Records
[BEGIN]

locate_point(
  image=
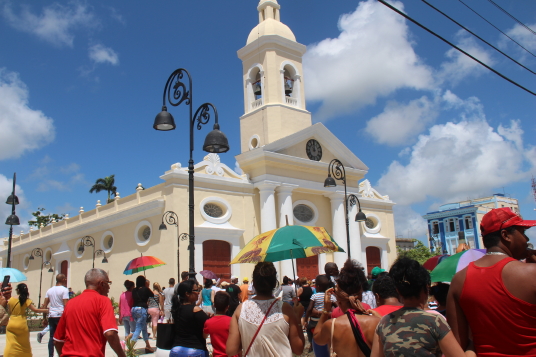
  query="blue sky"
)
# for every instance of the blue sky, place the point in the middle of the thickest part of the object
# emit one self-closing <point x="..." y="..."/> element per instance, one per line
<point x="81" y="83"/>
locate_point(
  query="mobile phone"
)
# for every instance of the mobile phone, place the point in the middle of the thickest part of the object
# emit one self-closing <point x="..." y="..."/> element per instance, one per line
<point x="6" y="281"/>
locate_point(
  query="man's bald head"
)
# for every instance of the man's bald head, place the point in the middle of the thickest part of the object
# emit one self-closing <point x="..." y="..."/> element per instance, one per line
<point x="94" y="276"/>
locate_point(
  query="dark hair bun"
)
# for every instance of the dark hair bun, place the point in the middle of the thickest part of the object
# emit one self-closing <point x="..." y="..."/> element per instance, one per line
<point x="410" y="277"/>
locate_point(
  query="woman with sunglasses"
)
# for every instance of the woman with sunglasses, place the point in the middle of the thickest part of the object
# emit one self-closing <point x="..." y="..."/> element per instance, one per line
<point x="352" y="333"/>
<point x="189" y="341"/>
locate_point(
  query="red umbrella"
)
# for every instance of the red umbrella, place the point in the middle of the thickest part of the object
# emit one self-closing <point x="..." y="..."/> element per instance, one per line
<point x="208" y="274"/>
<point x="431" y="263"/>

[END]

Copy out all of the material exactly as written, without its pictures.

→ RIGHT ANSWER:
locate_point(
  image=
  query="blue sky"
)
# for every instance of the blue sky, place the point in the middle of the thickest part of the object
# emit one self-closing <point x="..." y="..."/> element per instance, one per line
<point x="81" y="83"/>
locate_point(
  query="mobile phone"
)
# for every instance of the mobile phone, place the point in the middle of the thickest part of the object
# emit one self-closing <point x="..." y="..."/> element per instance, one per line
<point x="6" y="281"/>
locate_point(
  query="man's bald head"
)
# for every instance of the man's bald head, place the point in the middle of the thickest part of the object
# emit one self-closing <point x="..." y="..."/> element per instance, one per line
<point x="94" y="276"/>
locate_point(
  query="dark hair bun"
)
# for every instance of the dark hair bun, place the point in the middle of the thickest part of the object
# emit one self-closing <point x="..." y="..."/> element per instance, one per line
<point x="410" y="277"/>
locate_point(
  query="woman with sunglasses"
)
# for every instance of the woman with sunglasses, place the point in the middle of the thickest part of the object
# emit one self-closing <point x="..." y="..."/> element per instance, one per line
<point x="352" y="333"/>
<point x="189" y="341"/>
locate_point(
  query="red umbrella"
)
# for every instance of the red umbrella, place the point in the middle of the thickest part of the object
# emit one self-closing <point x="..." y="..."/> element per instance, one per line
<point x="208" y="274"/>
<point x="431" y="263"/>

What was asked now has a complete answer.